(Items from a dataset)
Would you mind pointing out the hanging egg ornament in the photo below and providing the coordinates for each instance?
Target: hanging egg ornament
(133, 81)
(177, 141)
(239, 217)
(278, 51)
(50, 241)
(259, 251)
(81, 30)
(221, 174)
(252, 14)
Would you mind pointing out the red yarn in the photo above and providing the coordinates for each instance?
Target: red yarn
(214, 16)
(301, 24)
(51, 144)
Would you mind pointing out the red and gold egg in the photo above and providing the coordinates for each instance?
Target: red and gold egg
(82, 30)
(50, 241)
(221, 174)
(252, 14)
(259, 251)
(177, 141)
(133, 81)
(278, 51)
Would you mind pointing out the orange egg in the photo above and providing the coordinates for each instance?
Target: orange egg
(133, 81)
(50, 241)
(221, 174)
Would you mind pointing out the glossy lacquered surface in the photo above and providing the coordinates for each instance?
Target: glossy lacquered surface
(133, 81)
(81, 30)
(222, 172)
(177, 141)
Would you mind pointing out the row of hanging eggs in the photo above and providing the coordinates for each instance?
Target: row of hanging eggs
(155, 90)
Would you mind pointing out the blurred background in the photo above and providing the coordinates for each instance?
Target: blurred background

==

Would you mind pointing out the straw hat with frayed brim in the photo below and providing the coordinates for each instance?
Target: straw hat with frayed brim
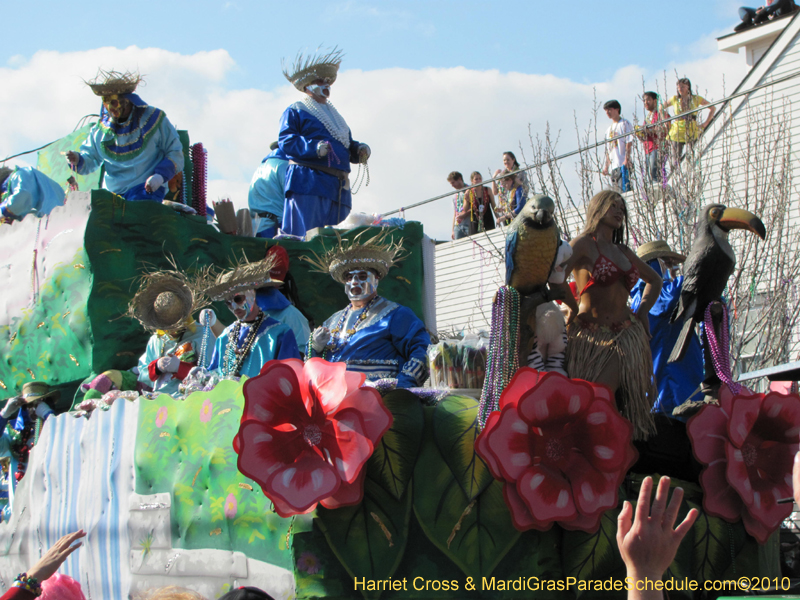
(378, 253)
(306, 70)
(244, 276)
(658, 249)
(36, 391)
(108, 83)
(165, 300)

...

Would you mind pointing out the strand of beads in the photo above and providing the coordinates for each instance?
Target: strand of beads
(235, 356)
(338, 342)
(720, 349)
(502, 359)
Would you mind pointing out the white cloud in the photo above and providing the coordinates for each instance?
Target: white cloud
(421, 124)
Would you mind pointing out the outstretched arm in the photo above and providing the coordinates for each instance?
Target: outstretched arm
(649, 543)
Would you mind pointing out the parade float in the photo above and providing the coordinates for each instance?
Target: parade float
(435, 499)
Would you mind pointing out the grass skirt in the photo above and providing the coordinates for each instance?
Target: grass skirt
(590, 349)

WHAT IS REQUIRED =>
Lay out the part of the listing that starts with the line containing "Would you mind pointing out the red and" and runs through the line containing "Target: blurred background" as a JSON list of strings, one string per line, with blank lines omitted. Include only those lines.

TASK SOLUTION =>
[
  "Would you mind pointing out the red and gold egg in the photo above and providing the coordinates for each instance?",
  "Target: red and gold egg",
  "(82, 30)",
  "(50, 241)",
  "(221, 174)",
  "(252, 14)",
  "(259, 251)",
  "(177, 141)",
  "(133, 81)",
  "(278, 51)",
  "Would you mind pointing out the orange egg in the photo above and providing the coordinates for each instance?",
  "Target: orange egg",
  "(133, 81)",
  "(50, 241)",
  "(221, 174)",
  "Would you mind pointing out the glossy lacquered surface in the photo above and providing the coordinates for each instance?",
  "Target: glossy lacquered surface",
  "(133, 81)",
  "(81, 30)",
  "(222, 172)",
  "(177, 141)",
  "Would you mind pointing out the row of hanging eggs in the photo above and providing the coordinates for each instance?",
  "Target: row of hanging eggs",
  "(155, 90)",
  "Would you mind pointing out the blurred background in the photo above and providing the coordinates for each instance?",
  "Target: blurred background"
]